--- Text segment ---
Modality-Composable Diffusion Policy

Updated 8 March 2026

MCDP is a diffusion-based policy that composes multiple unimodal diffusion policies via convex score combination during inference.
It avoids costly retraining by integrating specialized sensory modalities, such as RGB images and point-clouds, for robust robotic trajectory generation.
Empirical evaluations on benchmarks like RoboTwin demonstrate that MCDP improves success rates, offering a modular, plug-and-play approach to multi-modal policy integration.

Modality-Composable Diffusion Policy (MCDP) extends diffusion-based policy models by enabling inference-time composition of multiple pre-trained unimodal diffusion policies, each specialized for a distinct sensor modality. Instead of retraining a single, unified multi-modal policy—a process that incurs significant data and computational cost—MCDP constructs a composite policy by convexly combining the distributional scores (denoising functions) from its constituent unimodal policies during sampling, yielding enhanced adaptability, robustness, and generalization without additional training. Empirical studies in automated robotics tasks, notably on the RoboTwin benchmark, demonstrate that MCDP often outperforms its underlying unimodal policies and establishes a modular, plug-and-play paradigm for integration of arbitrary sensing modalities (Cao et al., 16 Mar 2025, Cao et al., 1 Oct 2025).

1. Theoretical Foundation: Score-Based Diffusion Policies

A diffusion policy (DP) parameterizes a trajectory distribution using a forward noising process and a learned, score-based reverse denoising process. Let $\tau \in \mathbb{R}^D$ denote a trajectory (e.g., robot end-effector pose sequences), and $\tau_t$ its noisy counterpart at diffusion step $t$ . The forward Markov process is defined as: $q(\tau_t \mid \tau_{t-1}) = \mathcal{N}\left(\tau_t; \sqrt{\alpha_t}\,\tau_{t-1}, (1-\alpha_t)I\right)$ where $\alpha_t$ is a predefined noise schedule. The reverse-time process is parameterized by a neural network $\epsilon_\theta$ estimating the noise added at each step: $s_\theta(\tau_t, t) = -\frac{1}{\sigma_t}\epsilon_\theta(\tau_t, t) \approx \nabla_{\tau_t}\log p_\theta(\tau_t)$ which provides the score function. The DDPM update for discrete time steps takes the form: $\tau_{t-1} = \frac{1}{\sqrt{\alpha_t}}\left( \tau_t - \frac{1-\alpha_t}{\sqrt{1-\bar{\alpha}_t}}\epsilon_\theta(\tau_t,t) \right) + \sigma_t \xi, \quad \xi \sim \mathcal{N}(0,I)$ where $\bar{\alpha}_t = \prod_{i=1}^t \alpha_i$ . In the SDE perspective, the forward SDE is: $d\tau = -\frac{1}{2}\beta(t)\tau\,dt + \sqrt{\beta(t)}\,dw$ and the reverse SDE uses the neural score: $d\tau = \left[ \frac{1}{2}\beta(t)\tau - \beta(t)\nabla_{\tau}\log p_\theta(\tau,t) \right]dt + \sqrt{\beta(t)}\,d\overline{w}$ Unimodal DPs are pretrained by behavior cloning on trajectory data conditioned on modality-specific inputs:

RGB-based DP: $\epsilon^{\text{img}}_\theta(\tau_t, t \mid I_\text{rgb})$ , trained on RGB images (CNN + transformer encoding).
---
Directive A:
Return the part of the MCDP article that begins at the words "MCDP is a diffusion-based" and ends after the words "multi-modal policy integration.".
Directive B:
Summarize the Modality-Composable Diffusion Policy article in two sentences.
Directive C:
Extend the Modality-Composable Diffusion Policy article past its last line.
--- Given information ---
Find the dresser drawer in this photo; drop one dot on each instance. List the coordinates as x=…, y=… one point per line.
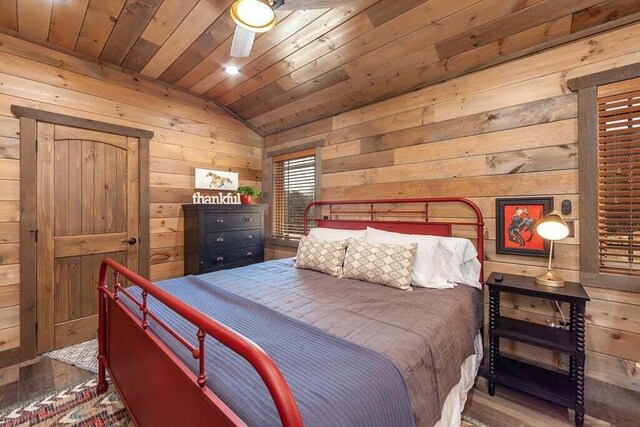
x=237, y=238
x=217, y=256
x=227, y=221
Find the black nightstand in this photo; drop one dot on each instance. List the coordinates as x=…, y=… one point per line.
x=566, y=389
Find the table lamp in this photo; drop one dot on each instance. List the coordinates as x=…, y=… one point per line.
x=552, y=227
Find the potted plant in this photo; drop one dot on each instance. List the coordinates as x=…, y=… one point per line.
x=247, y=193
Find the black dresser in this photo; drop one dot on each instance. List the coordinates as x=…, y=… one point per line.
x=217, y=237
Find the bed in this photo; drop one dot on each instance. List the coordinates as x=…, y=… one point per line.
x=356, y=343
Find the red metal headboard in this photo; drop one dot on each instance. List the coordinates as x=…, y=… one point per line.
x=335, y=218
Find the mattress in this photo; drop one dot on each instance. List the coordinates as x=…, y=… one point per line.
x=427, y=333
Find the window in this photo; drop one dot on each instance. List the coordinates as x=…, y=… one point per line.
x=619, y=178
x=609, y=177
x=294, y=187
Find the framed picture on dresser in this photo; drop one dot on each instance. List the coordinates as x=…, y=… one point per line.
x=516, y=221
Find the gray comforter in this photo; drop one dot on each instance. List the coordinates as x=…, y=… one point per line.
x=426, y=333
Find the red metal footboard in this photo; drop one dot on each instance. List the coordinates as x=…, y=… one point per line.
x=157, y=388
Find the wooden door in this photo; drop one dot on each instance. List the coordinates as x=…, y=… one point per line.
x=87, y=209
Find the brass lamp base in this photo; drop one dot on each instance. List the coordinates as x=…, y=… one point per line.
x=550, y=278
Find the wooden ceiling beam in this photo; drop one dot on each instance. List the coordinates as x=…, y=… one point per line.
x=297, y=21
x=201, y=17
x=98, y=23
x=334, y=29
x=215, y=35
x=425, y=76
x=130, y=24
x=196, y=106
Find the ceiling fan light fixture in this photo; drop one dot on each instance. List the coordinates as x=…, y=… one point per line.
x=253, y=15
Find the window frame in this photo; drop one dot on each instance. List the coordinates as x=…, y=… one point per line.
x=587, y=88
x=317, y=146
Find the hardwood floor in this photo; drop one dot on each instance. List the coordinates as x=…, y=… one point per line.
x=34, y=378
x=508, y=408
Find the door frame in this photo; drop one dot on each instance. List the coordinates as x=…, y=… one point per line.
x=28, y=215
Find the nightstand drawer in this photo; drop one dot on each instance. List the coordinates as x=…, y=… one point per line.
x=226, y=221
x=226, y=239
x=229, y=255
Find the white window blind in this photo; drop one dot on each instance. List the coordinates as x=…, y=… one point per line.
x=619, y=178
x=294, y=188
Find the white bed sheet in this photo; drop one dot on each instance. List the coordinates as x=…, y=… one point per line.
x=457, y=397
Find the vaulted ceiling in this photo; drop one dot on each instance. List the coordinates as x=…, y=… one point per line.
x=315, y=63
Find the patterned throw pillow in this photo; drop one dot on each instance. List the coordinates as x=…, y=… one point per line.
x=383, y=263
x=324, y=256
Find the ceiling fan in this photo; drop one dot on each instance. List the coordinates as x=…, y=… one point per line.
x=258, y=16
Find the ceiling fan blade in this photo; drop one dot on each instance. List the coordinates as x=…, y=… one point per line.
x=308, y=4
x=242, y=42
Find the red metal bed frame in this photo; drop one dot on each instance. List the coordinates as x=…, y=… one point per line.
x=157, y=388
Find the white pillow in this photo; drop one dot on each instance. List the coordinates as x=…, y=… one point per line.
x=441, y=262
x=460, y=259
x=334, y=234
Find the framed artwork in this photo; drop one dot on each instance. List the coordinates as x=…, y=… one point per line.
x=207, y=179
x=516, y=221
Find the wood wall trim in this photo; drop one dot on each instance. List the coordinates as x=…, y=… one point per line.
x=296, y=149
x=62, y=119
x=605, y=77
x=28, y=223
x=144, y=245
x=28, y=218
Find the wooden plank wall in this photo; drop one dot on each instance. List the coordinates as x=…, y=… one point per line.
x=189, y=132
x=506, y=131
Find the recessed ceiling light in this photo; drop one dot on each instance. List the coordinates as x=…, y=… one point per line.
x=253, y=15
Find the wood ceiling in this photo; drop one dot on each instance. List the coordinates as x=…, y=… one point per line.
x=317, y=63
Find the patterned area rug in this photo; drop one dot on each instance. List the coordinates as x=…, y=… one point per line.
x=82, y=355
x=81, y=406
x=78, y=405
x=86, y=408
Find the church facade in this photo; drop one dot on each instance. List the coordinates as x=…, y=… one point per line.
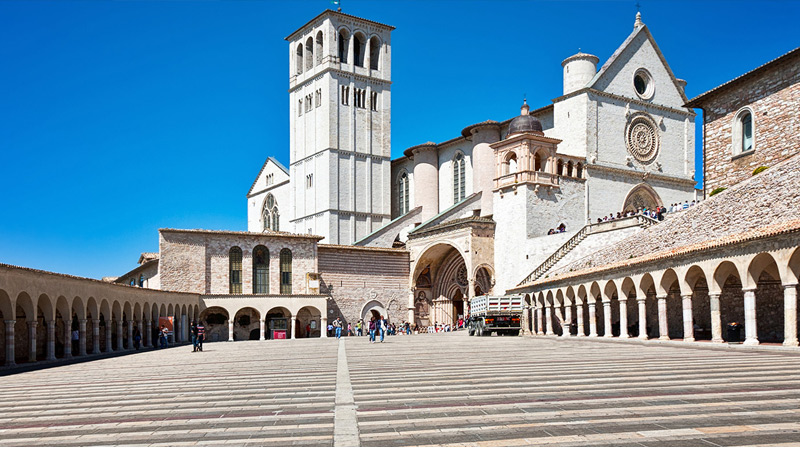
---
Written response A:
MCDP is a diffusion-based policy that composes multiple unimodal diffusion policies via convex score combination during inference.
It avoids costly retraining by integrating specialized sensory modalities, such as RGB images and point-clouds, for robust robotic trajectory generation.
Empirical evaluations on benchmarks like RoboTwin demonstrate that MCDP improves success rates, offering a modular, plug-and-play approach to multi-modal policy integration.

Written response B:
MCDP builds a composite policy at inference time by convexly combining the scores of pretrained unimodal diffusion policies, each specialized for a sensory modality such as RGB images or point clouds, so no costly retraining of a unified multi-modal policy is needed. Evaluations on benchmarks such as RoboTwin show that it improves success rates and often outperforms its underlying unimodal policies, giving a modular, plug-and-play way to integrate sensing modalities.

Written response C:
Point-cloud DP: $\epsilon^{\text{pcd}}_\theta(\tau_t, t \mid P)$ , trained on voxelized point clouds.

The objective is the standard diffusion loss: $\mathcal{L}(\theta) = \mathbb{E}_{\tau, t, \xi}\left\| \epsilon_\theta(\sqrt{\bar{\alpha}_t}\,\tau + \sqrt{1-\bar{\alpha}_t}\,\xi, t) - \xi \right\|^2$ (Cao et al., 16 Mar 2025).

2. Inference-Time Composition: Policy Combination Mechanism

At inference, MCDP convexly combines the scores from $n$ pre-trained policies, each operating on a distinct modality $\mathcal{M}_i$ : $\hat{\epsilon}_\text{comp}(\tau_t, t) = \sum_{i=1}^n w_i \epsilon^{(i)}_t, \quad \sum_{i=1}^n w_i = 1, \; w_i \geq 0$ where $\epsilon^{(i)}_t$ is the noise estimate from the $i$ -th DP and $w_i$ is its weight. The resulting composite score function is: $s_\text{comp}(\tau_t, t) = \sum_{i=1}^n w_i s^{(i)}_\theta(\tau_t, t)$ In practice, $L_2$ normalization may be applied to prevent any modality’s score from dominating: $\bar{\epsilon}^{(i)}_t = \epsilon^{(i)}_t / \| \epsilon^{(i)}_t \|_2, \quad \hat{\epsilon}_\text{comp} = \sum_i w_i \bar{\epsilon}^{(i)}_t$

The composite estimate replaces the unimodal score in the reverse denoising step: $\tau_{t-1} = \frac{1}{\sqrt{\alpha_t}}\left( \tau_t - \frac{1-\alpha_t}{\sqrt{1-\bar{\alpha}_t}}\hat{\epsilon}_\text{comp}(\tau_t, t) \right) + \sigma_t \xi$ Thereby, MCDP generates trajectories under a policy that integrates the strengths of all included modalities (Cao et al., 16 Mar 2025, Cao et al., 1 Oct 2025).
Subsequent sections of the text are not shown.